* **OBJETIVOS**
(a) Quais são os dois estados levados em conta no trecho sobre o português afro-brasileiro?
(b) Copie do trecho sobre o português afro-brasileiro tudo o que vai de "Dadas as condições" até "e de Sergipe.".
(c) Diga se cada afirmação combina com o trecho sobre o português afro-brasileiro, respondendo sim ou não e citando as palavras do trecho que decidem: (i) A região Nordeste é descrita como profícua em contatos. (ii) O trecho considera três regiões político-administrativas. (iii) A citação de BRASIL é do ano de 2012.

Dadas as condições sócio-históricas de formação do Brasil, a região Nordeste é
profícua em contatos, dos quais podem decorrer crioulos e variedades afro-brasileiras. A
fim de contribuir para o aprimoramento dessas conceituações e subsidiar as ações do
processo de “[...] identificação, documentação, reconhecimento e valorização das línguas
portadoras de referência à identidade, à ação e à memória dos diferentes grupos
formadores da sociedade brasileira” (BRASIL, 2010, art. 1º), nesse texto, discutimos
procedimentos de documentação linguística e mapeamento do Português afro-brasileiro,
bem como de variedades linguísticas do Português Brasileiro, tanto no plano diatópico
quanto no plano diastrático, considerando duas regiões político-administrativas distintas:
os estados da Bahia e de Sergipe.

* **CONJUNTO DE REGISTROS**
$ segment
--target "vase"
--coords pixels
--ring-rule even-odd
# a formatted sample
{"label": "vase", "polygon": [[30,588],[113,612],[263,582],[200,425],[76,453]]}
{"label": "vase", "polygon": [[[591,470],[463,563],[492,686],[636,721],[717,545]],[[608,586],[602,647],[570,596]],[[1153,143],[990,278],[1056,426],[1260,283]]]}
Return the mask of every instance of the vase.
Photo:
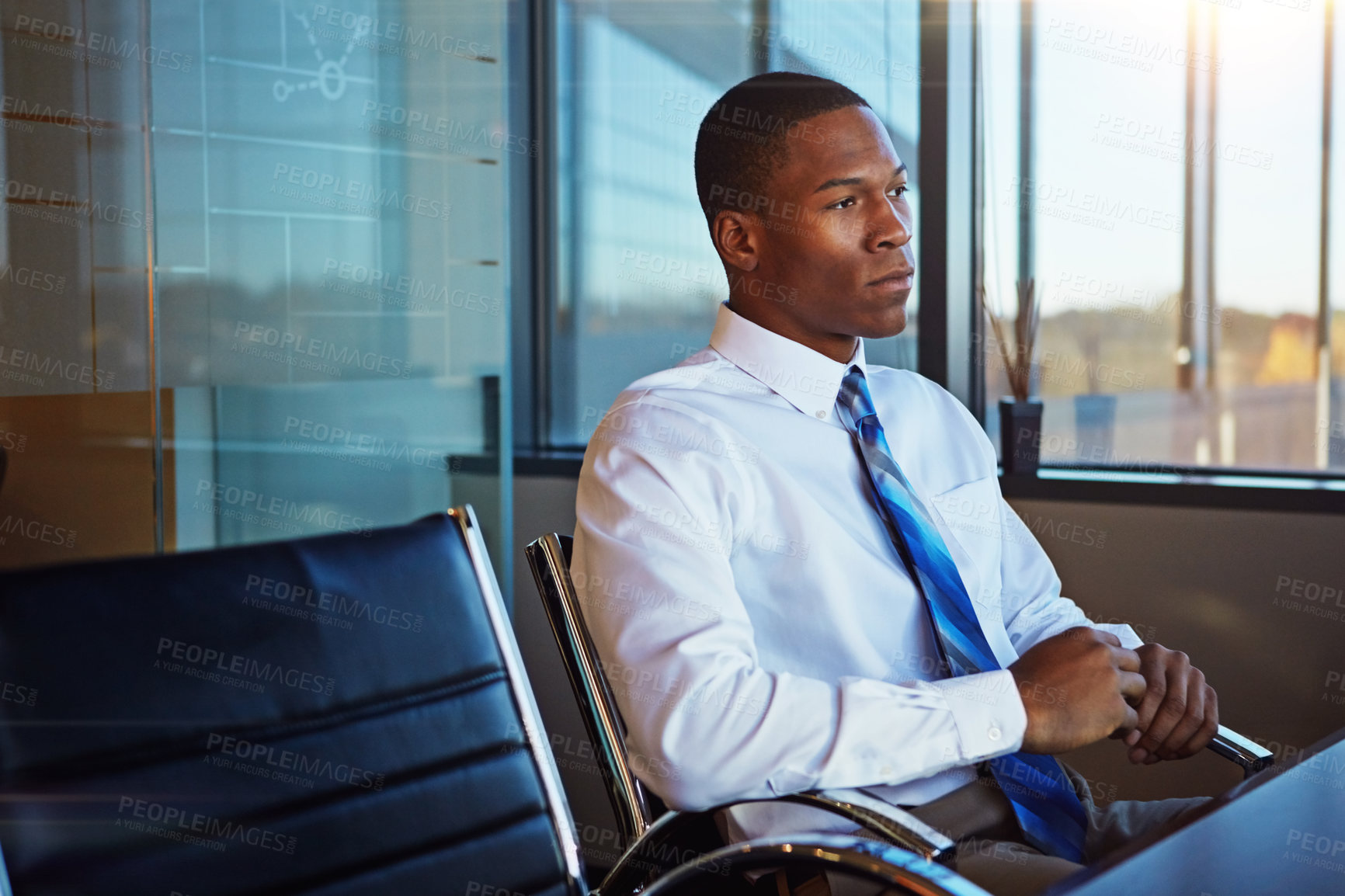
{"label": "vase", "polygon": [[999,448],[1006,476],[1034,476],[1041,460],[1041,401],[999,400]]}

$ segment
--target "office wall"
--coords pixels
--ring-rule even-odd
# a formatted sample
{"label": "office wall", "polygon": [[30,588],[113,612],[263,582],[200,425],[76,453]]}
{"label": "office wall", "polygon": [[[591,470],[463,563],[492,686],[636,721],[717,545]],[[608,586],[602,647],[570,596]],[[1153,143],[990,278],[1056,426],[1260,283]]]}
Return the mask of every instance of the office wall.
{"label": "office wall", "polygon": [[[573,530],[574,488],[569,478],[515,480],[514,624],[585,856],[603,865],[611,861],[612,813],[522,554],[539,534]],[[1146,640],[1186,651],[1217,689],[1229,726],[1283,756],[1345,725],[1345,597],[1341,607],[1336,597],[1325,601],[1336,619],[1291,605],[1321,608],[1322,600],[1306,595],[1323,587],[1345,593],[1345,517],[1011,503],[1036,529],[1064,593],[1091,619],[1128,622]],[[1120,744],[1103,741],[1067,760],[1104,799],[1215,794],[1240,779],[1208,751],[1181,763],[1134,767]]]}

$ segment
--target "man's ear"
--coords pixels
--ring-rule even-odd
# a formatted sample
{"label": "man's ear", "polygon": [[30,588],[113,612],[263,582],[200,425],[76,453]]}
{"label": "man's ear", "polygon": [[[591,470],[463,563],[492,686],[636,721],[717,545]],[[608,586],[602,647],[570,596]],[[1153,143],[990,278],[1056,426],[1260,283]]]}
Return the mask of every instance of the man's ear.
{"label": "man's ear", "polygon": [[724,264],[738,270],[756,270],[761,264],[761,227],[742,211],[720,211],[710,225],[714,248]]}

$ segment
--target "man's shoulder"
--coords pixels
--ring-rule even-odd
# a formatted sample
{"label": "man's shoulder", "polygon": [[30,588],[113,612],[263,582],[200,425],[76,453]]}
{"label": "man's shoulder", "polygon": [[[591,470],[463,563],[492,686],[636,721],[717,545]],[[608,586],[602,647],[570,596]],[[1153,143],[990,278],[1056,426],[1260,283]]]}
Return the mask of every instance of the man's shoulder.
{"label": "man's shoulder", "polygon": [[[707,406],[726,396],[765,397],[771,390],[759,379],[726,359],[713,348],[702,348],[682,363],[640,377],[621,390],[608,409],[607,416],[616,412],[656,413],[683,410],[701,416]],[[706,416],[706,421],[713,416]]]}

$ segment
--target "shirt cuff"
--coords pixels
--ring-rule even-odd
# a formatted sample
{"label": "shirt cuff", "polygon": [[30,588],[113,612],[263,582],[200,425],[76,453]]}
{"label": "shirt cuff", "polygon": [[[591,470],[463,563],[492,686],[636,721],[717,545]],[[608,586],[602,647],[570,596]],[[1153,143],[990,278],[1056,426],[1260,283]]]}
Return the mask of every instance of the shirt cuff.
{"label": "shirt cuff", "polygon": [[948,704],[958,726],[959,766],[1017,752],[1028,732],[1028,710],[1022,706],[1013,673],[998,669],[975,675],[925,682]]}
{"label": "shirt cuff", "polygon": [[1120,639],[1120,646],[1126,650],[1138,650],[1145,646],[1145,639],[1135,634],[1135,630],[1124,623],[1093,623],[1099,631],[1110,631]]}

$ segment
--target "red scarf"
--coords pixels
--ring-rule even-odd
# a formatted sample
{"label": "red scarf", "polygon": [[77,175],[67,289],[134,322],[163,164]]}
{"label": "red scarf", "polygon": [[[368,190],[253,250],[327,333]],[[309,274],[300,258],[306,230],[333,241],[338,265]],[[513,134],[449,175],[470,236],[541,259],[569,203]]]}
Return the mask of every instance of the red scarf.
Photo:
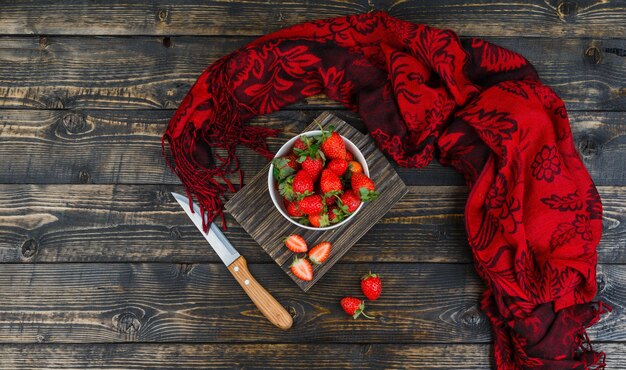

* **RESPOSTAS**
(a) Os estados da Bahia e de Sergipe.

(b)
Dadas as condições sócio-históricas de formação do Brasil, a região Nordeste é
profícua em contatos, dos quais podem decorrer crioulos e variedades afro-brasileiras. A
fim de contribuir para o aprimoramento dessas conceituações e subsidiar as ações do
processo de “[...] identificação, documentação, reconhecimento e valorização das línguas
portadoras de referência à identidade, à ação e à memória dos diferentes grupos
formadores da sociedade brasileira” (BRASIL, 2010, art. 1º), nesse texto, discutimos
procedimentos de documentação linguística e mapeamento do Português afro-brasileiro,
bem como de variedades linguísticas do Português Brasileiro, tanto no plano diatópico
quanto no plano diastrático, considerando duas regiões político-administrativas distintas:
os estados da Bahia e de Sergipe.

(c)
(i) Sim: "a região Nordeste é profícua em contatos".
(ii) Não: "duas regiões político-administrativas distintas".
(iii) Não: "(BRASIL, 2010, art. 1º)".